---------- Supplied data

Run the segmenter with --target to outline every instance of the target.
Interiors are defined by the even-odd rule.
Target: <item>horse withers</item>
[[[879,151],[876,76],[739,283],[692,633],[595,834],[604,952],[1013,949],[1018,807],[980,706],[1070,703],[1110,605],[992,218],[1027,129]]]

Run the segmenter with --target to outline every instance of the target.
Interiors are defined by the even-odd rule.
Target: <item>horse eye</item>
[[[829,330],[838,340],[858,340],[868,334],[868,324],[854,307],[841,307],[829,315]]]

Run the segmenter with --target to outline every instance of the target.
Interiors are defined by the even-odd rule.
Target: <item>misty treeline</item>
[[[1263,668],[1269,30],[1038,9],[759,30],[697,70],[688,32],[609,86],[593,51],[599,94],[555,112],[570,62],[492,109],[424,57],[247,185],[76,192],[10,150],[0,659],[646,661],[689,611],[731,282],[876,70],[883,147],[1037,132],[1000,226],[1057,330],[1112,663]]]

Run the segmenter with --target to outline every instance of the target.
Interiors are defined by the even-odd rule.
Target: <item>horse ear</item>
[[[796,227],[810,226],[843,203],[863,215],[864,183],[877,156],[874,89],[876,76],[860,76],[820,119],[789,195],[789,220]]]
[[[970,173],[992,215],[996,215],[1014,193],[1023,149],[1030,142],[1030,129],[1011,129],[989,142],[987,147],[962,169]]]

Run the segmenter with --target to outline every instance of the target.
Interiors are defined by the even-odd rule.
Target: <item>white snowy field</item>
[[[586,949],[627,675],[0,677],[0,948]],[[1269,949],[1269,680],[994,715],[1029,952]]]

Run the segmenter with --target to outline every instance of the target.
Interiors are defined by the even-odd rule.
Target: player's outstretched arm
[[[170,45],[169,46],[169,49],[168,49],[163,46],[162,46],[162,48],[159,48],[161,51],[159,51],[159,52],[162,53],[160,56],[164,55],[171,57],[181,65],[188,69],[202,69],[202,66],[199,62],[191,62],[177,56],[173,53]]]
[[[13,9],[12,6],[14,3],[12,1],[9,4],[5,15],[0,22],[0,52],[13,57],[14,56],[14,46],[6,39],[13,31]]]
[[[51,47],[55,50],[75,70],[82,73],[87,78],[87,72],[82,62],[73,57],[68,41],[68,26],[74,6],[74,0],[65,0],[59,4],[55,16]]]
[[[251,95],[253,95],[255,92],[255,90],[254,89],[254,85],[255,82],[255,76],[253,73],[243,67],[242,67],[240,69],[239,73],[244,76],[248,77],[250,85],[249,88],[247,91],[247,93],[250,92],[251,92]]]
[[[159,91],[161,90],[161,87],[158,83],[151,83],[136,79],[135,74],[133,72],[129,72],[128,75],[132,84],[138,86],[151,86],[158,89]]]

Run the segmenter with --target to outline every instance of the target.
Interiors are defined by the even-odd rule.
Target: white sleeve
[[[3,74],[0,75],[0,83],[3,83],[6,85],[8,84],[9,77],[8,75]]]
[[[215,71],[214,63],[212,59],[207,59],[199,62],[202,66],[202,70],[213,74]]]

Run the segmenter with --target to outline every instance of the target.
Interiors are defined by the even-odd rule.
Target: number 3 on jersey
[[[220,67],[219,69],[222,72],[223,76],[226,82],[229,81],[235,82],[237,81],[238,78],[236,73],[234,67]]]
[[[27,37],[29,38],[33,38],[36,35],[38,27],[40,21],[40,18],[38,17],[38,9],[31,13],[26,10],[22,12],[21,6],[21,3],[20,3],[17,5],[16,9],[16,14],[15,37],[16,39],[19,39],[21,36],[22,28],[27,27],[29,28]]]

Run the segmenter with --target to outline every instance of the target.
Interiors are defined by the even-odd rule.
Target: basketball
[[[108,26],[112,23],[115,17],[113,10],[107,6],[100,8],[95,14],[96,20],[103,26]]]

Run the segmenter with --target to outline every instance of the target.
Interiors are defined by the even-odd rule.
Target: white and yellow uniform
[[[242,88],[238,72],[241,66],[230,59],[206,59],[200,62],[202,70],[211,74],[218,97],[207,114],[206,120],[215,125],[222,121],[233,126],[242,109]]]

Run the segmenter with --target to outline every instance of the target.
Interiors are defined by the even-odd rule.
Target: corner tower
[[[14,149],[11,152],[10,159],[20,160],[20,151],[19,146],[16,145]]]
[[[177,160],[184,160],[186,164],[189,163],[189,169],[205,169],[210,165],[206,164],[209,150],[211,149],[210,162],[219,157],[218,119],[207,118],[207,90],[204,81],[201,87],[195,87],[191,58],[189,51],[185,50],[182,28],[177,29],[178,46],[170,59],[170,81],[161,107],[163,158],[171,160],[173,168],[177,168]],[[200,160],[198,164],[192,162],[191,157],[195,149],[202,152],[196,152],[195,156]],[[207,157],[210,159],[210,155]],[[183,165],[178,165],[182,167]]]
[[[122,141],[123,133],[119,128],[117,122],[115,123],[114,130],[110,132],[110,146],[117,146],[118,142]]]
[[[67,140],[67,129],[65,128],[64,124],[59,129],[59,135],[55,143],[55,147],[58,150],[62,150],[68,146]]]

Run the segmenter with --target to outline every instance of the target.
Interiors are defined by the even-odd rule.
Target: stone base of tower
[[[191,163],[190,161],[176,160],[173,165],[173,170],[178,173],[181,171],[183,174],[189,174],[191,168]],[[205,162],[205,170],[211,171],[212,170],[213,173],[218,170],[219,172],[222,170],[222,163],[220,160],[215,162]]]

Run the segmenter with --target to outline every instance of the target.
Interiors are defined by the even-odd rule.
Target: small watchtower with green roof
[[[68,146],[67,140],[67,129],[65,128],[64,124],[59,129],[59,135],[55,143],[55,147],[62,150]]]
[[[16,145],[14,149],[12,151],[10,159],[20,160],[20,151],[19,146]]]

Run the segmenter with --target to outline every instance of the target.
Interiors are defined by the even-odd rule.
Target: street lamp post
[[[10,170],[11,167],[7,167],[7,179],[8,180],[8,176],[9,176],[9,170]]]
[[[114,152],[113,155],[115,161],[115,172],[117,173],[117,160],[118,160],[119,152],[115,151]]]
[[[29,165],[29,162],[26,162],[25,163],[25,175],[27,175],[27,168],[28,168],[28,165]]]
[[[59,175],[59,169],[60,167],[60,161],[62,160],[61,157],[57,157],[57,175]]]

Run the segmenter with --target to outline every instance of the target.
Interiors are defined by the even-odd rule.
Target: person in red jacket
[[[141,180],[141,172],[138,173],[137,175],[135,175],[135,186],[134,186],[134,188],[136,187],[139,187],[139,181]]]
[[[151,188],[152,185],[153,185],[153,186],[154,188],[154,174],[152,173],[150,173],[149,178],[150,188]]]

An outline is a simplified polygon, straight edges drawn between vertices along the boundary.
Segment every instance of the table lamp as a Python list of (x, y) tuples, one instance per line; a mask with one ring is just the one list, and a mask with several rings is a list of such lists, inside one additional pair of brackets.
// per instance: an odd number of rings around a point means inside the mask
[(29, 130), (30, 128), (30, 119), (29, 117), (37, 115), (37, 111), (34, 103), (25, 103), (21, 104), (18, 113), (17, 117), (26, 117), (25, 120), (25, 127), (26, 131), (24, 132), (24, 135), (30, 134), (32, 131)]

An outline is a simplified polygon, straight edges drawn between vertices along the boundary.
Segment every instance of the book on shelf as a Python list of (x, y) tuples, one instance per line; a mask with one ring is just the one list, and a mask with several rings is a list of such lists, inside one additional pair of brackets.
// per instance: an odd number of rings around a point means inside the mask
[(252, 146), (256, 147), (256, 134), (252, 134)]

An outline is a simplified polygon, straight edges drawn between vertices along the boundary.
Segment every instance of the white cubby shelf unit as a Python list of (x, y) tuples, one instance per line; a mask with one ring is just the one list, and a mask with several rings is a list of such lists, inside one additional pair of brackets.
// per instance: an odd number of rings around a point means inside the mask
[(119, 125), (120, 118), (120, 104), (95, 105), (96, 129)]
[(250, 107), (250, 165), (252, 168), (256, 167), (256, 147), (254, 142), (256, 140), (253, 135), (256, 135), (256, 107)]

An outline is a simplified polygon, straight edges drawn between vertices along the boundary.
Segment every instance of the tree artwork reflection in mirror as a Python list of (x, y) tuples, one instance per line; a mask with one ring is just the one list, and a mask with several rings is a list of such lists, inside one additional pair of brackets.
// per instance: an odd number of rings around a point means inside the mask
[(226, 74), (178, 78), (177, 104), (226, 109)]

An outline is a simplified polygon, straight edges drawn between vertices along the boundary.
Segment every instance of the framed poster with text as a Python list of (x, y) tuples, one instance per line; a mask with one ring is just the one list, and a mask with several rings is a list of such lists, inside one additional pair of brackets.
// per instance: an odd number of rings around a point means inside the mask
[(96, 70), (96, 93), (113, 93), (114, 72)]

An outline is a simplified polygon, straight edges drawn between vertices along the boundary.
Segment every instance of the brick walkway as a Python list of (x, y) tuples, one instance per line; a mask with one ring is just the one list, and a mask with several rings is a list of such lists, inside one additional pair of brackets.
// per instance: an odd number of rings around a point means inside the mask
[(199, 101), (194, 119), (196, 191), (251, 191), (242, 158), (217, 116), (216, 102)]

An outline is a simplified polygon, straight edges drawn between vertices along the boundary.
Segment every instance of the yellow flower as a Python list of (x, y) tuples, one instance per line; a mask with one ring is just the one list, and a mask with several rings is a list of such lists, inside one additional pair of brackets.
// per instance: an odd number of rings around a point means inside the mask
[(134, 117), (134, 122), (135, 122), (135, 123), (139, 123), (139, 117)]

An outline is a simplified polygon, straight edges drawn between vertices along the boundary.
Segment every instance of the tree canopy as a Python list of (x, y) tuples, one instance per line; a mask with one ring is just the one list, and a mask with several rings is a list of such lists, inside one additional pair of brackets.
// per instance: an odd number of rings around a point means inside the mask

--------------------

Count the lines of the entries that contain the string "shelf" and give only that number.

2